==== Data shown

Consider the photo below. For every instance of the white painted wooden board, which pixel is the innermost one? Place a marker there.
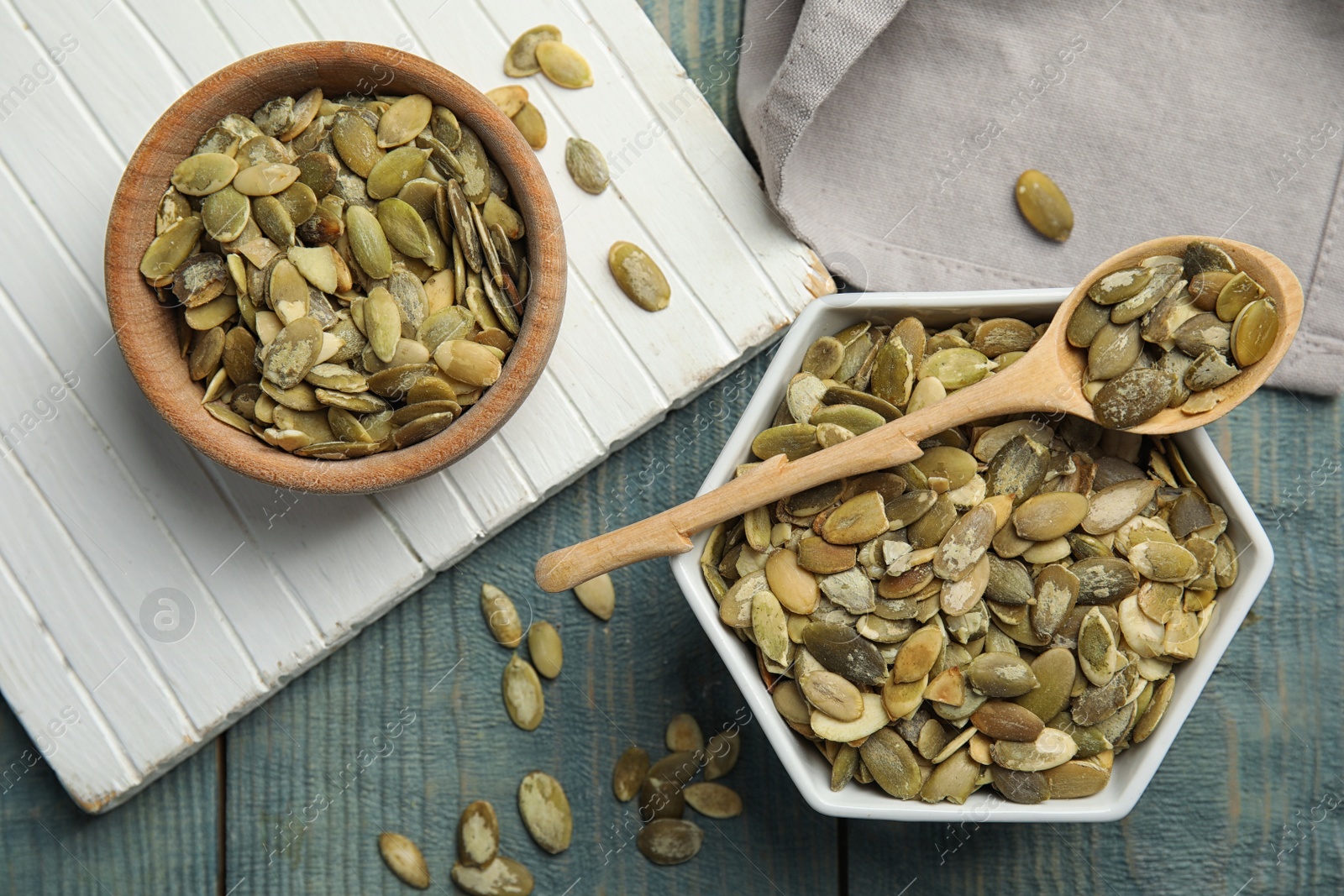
(150, 598)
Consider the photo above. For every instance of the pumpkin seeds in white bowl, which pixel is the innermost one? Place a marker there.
(1034, 673)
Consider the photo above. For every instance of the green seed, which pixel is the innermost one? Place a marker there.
(586, 165)
(564, 65)
(1254, 332)
(1045, 206)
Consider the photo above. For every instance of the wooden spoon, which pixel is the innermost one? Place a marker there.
(1048, 378)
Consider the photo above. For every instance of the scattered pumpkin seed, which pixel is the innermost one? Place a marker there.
(638, 277)
(546, 812)
(523, 696)
(564, 65)
(1043, 204)
(403, 859)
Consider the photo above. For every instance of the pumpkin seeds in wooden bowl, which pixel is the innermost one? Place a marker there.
(385, 257)
(363, 288)
(1010, 604)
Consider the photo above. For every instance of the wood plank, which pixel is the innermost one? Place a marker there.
(127, 105)
(436, 519)
(58, 710)
(51, 296)
(67, 168)
(167, 839)
(105, 653)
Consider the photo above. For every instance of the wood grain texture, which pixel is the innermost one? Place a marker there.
(280, 579)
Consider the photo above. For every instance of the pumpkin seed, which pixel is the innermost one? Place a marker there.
(1050, 748)
(546, 812)
(714, 801)
(1253, 332)
(501, 876)
(171, 249)
(842, 649)
(531, 123)
(546, 649)
(477, 835)
(631, 772)
(638, 277)
(598, 597)
(1043, 204)
(564, 65)
(586, 165)
(891, 763)
(403, 859)
(1007, 721)
(669, 841)
(523, 696)
(521, 60)
(403, 120)
(501, 617)
(403, 228)
(203, 174)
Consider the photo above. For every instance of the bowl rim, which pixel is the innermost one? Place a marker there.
(801, 761)
(138, 318)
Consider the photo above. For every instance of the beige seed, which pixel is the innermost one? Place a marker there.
(546, 812)
(531, 123)
(598, 597)
(501, 617)
(477, 835)
(714, 801)
(521, 60)
(203, 174)
(403, 859)
(501, 878)
(1045, 206)
(546, 649)
(638, 277)
(468, 362)
(683, 734)
(407, 118)
(523, 696)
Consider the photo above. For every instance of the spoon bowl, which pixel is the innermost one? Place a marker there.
(1047, 379)
(1261, 266)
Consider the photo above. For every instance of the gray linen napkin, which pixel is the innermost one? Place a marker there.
(891, 143)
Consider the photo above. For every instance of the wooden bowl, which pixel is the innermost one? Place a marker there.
(147, 331)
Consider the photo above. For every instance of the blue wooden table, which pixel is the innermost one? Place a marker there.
(292, 799)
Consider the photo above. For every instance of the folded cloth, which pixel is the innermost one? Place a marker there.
(891, 136)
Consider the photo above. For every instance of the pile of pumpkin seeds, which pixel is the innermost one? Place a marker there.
(349, 270)
(669, 786)
(1005, 610)
(1169, 332)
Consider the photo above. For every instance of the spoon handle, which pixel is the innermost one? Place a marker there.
(889, 445)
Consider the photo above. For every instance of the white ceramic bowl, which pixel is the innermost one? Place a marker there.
(810, 772)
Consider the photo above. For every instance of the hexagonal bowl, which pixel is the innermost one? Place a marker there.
(1133, 768)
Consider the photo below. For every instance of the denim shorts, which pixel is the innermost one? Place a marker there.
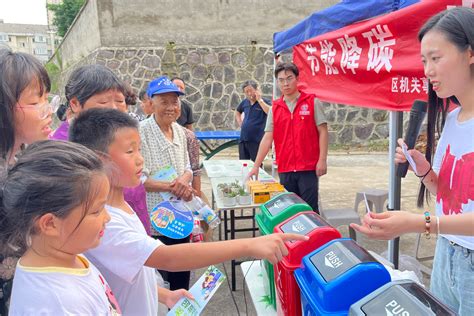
(452, 279)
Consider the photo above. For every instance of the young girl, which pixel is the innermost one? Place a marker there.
(52, 210)
(25, 117)
(25, 114)
(447, 44)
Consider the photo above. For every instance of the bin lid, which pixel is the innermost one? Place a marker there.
(405, 299)
(339, 257)
(303, 224)
(308, 224)
(281, 202)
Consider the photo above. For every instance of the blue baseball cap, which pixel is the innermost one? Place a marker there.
(162, 85)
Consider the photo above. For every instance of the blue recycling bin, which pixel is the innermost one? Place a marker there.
(403, 297)
(336, 275)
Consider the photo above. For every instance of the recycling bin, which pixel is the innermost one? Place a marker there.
(336, 275)
(272, 213)
(403, 298)
(319, 233)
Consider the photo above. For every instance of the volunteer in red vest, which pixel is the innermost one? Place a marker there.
(298, 127)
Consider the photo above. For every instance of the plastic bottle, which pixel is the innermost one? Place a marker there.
(202, 211)
(197, 234)
(245, 173)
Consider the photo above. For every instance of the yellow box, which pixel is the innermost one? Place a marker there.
(260, 196)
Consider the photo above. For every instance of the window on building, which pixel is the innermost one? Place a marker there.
(41, 51)
(40, 39)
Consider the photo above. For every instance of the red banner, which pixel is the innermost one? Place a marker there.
(374, 63)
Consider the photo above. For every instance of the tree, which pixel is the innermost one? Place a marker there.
(64, 14)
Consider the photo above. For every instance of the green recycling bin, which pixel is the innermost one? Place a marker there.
(272, 213)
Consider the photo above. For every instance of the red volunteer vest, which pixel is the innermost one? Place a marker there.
(295, 136)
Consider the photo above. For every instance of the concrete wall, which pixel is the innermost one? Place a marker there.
(214, 45)
(81, 39)
(199, 22)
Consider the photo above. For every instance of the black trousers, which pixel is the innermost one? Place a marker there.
(248, 150)
(177, 280)
(303, 183)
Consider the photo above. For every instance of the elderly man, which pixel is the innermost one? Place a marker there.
(254, 109)
(297, 125)
(163, 145)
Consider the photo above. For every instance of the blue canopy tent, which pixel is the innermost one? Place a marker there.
(340, 15)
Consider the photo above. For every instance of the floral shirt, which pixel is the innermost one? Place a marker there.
(158, 153)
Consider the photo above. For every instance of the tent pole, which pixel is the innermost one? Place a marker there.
(394, 194)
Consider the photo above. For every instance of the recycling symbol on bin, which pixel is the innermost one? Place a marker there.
(332, 260)
(298, 227)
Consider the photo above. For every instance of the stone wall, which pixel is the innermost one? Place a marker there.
(214, 77)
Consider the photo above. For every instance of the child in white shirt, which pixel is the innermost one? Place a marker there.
(51, 210)
(127, 256)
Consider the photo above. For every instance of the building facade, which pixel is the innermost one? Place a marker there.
(37, 40)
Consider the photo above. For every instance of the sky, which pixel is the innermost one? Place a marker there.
(23, 11)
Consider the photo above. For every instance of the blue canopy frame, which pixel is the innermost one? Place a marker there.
(344, 13)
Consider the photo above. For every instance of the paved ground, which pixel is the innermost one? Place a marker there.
(347, 174)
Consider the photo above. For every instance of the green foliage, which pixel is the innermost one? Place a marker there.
(53, 72)
(65, 13)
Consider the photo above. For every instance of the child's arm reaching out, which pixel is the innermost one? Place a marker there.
(189, 256)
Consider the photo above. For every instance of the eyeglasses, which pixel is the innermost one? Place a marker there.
(45, 108)
(286, 80)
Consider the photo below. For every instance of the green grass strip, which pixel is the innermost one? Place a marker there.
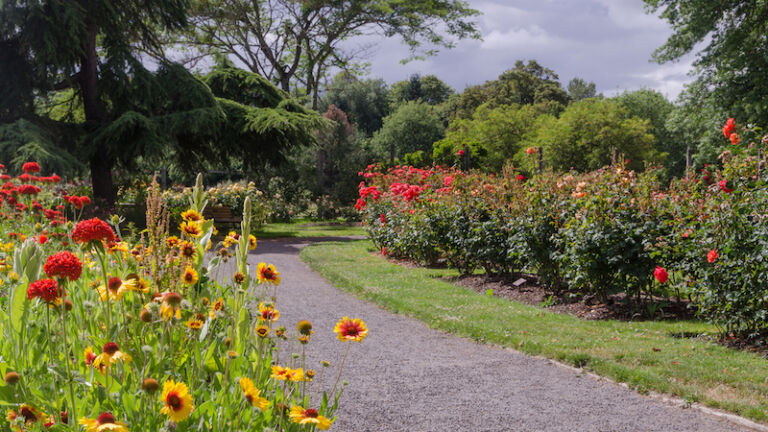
(306, 228)
(658, 356)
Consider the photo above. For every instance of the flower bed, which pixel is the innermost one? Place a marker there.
(594, 234)
(102, 333)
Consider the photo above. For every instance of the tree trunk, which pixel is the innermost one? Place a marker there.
(100, 163)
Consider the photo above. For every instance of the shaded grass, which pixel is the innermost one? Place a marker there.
(655, 356)
(307, 228)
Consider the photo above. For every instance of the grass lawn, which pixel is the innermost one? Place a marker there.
(308, 228)
(658, 356)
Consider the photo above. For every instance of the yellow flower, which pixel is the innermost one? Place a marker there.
(252, 394)
(267, 273)
(309, 416)
(268, 313)
(177, 401)
(111, 354)
(351, 330)
(190, 276)
(191, 229)
(191, 216)
(194, 323)
(216, 306)
(282, 374)
(104, 422)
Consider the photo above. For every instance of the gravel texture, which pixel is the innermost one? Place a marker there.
(407, 377)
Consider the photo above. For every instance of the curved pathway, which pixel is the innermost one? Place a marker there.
(407, 377)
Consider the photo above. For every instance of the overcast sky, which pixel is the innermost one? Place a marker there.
(609, 42)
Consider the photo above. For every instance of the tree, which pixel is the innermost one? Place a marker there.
(731, 54)
(413, 127)
(494, 136)
(526, 83)
(363, 101)
(300, 40)
(590, 134)
(428, 88)
(651, 105)
(90, 47)
(578, 89)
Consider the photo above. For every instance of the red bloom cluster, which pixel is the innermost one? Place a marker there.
(64, 265)
(78, 201)
(30, 167)
(46, 289)
(28, 190)
(93, 230)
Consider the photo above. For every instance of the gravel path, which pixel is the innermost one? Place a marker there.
(407, 377)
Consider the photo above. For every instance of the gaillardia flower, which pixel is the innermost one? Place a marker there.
(309, 416)
(252, 394)
(267, 274)
(110, 354)
(177, 402)
(351, 330)
(104, 422)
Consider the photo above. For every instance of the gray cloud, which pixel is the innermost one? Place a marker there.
(609, 42)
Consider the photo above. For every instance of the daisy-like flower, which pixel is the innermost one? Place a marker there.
(111, 354)
(267, 274)
(262, 331)
(188, 250)
(268, 313)
(309, 416)
(189, 277)
(104, 422)
(191, 229)
(287, 374)
(194, 324)
(216, 306)
(351, 330)
(191, 216)
(252, 394)
(170, 306)
(115, 288)
(177, 402)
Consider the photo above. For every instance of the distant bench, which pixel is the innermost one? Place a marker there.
(222, 215)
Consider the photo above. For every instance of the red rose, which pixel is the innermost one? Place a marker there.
(724, 186)
(93, 230)
(64, 265)
(729, 127)
(30, 167)
(45, 289)
(735, 138)
(712, 256)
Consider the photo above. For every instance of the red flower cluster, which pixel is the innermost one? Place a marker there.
(93, 230)
(28, 190)
(30, 167)
(78, 201)
(46, 289)
(64, 265)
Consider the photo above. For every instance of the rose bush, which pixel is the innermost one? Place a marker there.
(593, 234)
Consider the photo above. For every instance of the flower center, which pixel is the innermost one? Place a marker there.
(110, 348)
(105, 418)
(174, 401)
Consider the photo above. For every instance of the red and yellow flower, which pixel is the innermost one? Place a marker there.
(177, 402)
(267, 274)
(309, 416)
(103, 423)
(252, 394)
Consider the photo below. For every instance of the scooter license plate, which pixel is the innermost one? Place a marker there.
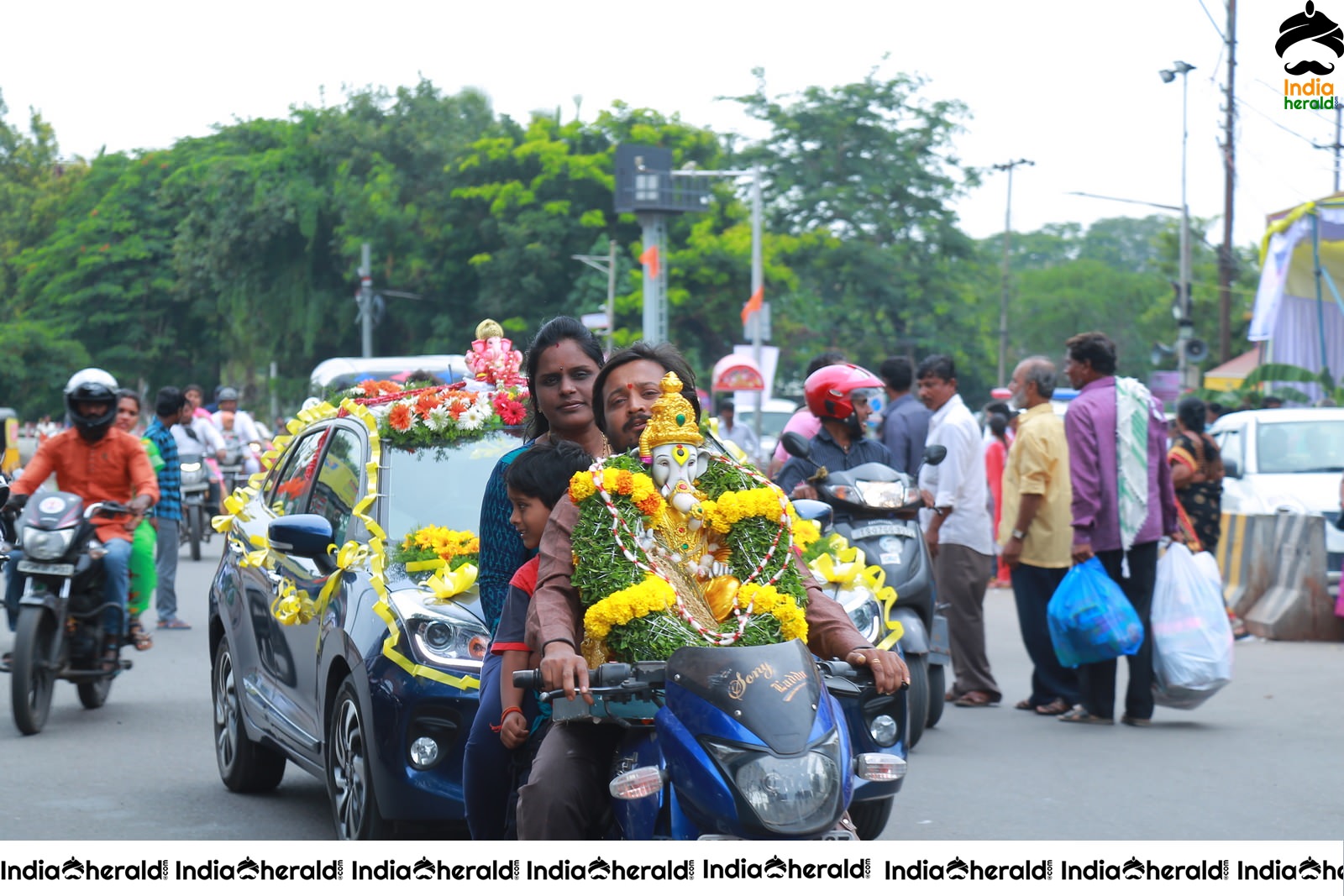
(46, 569)
(874, 530)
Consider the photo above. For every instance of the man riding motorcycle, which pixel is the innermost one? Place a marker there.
(97, 463)
(839, 396)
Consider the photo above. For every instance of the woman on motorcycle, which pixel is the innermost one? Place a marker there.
(144, 543)
(562, 364)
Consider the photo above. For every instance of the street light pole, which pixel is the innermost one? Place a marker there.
(757, 268)
(1003, 300)
(1184, 327)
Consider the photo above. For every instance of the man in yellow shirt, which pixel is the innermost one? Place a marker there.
(1037, 530)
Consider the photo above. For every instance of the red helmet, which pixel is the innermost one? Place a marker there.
(831, 390)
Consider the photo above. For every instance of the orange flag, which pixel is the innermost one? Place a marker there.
(754, 304)
(651, 259)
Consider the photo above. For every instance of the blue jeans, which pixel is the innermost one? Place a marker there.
(1032, 587)
(116, 569)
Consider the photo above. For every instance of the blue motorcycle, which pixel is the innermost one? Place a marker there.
(736, 743)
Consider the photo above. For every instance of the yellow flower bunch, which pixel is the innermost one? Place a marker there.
(445, 543)
(766, 598)
(620, 607)
(638, 486)
(734, 506)
(806, 532)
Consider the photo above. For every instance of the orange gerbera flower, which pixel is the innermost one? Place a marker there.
(401, 418)
(427, 403)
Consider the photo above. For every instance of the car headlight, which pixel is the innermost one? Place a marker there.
(788, 794)
(438, 637)
(40, 544)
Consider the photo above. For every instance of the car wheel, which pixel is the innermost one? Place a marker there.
(31, 669)
(937, 692)
(917, 698)
(245, 766)
(349, 783)
(871, 817)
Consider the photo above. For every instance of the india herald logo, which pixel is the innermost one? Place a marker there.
(1310, 27)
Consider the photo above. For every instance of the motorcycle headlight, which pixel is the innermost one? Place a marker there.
(864, 611)
(882, 495)
(788, 794)
(40, 544)
(440, 638)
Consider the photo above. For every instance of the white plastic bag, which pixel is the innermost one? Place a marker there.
(1193, 638)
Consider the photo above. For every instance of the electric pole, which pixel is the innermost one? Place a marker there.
(1003, 300)
(1226, 255)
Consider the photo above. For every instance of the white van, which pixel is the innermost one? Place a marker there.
(344, 372)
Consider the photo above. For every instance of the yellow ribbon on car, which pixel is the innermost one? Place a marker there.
(449, 584)
(234, 506)
(349, 557)
(292, 606)
(850, 569)
(261, 557)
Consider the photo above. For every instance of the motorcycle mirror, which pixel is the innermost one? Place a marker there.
(796, 445)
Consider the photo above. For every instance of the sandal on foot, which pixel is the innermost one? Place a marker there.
(138, 637)
(974, 699)
(1081, 715)
(1055, 707)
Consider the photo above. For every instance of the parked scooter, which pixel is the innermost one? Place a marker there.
(195, 497)
(877, 511)
(745, 743)
(60, 633)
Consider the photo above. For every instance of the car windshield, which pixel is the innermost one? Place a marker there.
(1300, 446)
(441, 485)
(770, 423)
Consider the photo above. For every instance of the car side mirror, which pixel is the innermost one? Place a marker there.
(934, 454)
(796, 445)
(302, 535)
(819, 512)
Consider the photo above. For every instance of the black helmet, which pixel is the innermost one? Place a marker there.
(92, 385)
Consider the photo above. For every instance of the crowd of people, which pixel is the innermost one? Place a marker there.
(1021, 496)
(113, 450)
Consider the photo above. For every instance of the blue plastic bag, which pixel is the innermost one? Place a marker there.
(1090, 618)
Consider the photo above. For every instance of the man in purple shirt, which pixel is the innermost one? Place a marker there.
(1102, 495)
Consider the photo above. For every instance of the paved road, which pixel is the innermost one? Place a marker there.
(1257, 762)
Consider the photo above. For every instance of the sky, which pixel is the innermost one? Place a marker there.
(1073, 87)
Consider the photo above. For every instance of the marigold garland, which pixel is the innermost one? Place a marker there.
(632, 609)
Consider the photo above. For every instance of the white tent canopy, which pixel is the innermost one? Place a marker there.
(1299, 305)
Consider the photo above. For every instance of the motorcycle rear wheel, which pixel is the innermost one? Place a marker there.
(33, 676)
(917, 698)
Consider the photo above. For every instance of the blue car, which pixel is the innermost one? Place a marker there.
(331, 649)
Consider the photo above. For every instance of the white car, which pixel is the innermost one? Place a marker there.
(1285, 458)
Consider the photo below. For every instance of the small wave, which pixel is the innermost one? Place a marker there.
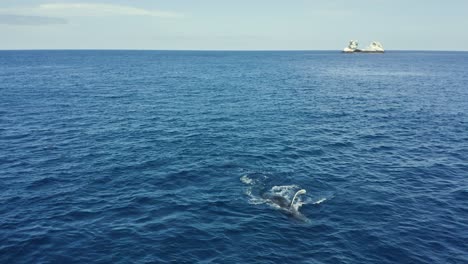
(287, 198)
(321, 200)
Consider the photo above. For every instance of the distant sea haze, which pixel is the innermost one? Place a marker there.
(201, 157)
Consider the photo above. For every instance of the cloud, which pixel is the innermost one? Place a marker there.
(86, 10)
(89, 9)
(30, 20)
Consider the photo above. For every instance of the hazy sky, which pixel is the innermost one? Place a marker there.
(233, 24)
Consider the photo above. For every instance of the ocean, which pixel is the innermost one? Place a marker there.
(195, 157)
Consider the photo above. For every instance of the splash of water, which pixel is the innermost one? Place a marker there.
(287, 198)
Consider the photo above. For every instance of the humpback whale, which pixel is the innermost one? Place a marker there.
(286, 205)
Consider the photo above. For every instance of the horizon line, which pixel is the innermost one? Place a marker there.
(125, 49)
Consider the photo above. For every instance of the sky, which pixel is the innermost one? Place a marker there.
(233, 24)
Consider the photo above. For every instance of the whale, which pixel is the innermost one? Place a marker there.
(284, 203)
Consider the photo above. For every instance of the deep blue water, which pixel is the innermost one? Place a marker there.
(171, 156)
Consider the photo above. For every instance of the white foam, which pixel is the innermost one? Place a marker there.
(245, 179)
(320, 201)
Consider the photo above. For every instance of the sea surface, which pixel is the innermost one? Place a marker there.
(194, 157)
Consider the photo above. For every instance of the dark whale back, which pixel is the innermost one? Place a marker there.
(279, 200)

========

> **Exercise directions**
Look above for the line containing "Consider the photo above. For every instance of the cloud, which"; copy from it through the last line, exactly, and nothing more.

> **Reply**
Consider the photo above. For every instance of the cloud, which pixel is the innermost one? Place a marker there.
(86, 10)
(89, 9)
(30, 20)
Consider the photo above. For every instance of the hazy sky, which pixel is the innermost one? Place a marker there.
(233, 24)
Consider the photo above. For every instance of the ocean, which pixel is the innermost one? Place a marker there.
(195, 157)
Consider the photo above. For every instance of the splash of water, which pixel is the innermost one? Place a marker there.
(287, 198)
Consider the photo above. For every instance of the humpback whale, which pixel is the innermost one? Place a marker there.
(286, 205)
Consider the photo above. For every instance of the horizon line, which pixel is the innermost one? Place a marker there.
(125, 49)
Consider the photo above. For every instance of the sky, which pixel is the innermost one? Place a marker there.
(233, 24)
Consider the photo above. For every instance of the whale, which pixel is the innermost one? Place a marker there.
(284, 203)
Consider the photo above. For every instance of the deep blue water, which pixel is the innermost one? Place a marker there.
(171, 156)
Consider the photo above. For every instance of the white foam, which pixel is the innermost one? Place a marker there.
(245, 179)
(320, 201)
Consider the photo above. For every instance of the sea surface, which pixel is the innermost one? Place a marker there.
(194, 157)
Consider the photo above. For every instance of the dark whale back, which pixel is the innermost one? Place a marker there.
(279, 200)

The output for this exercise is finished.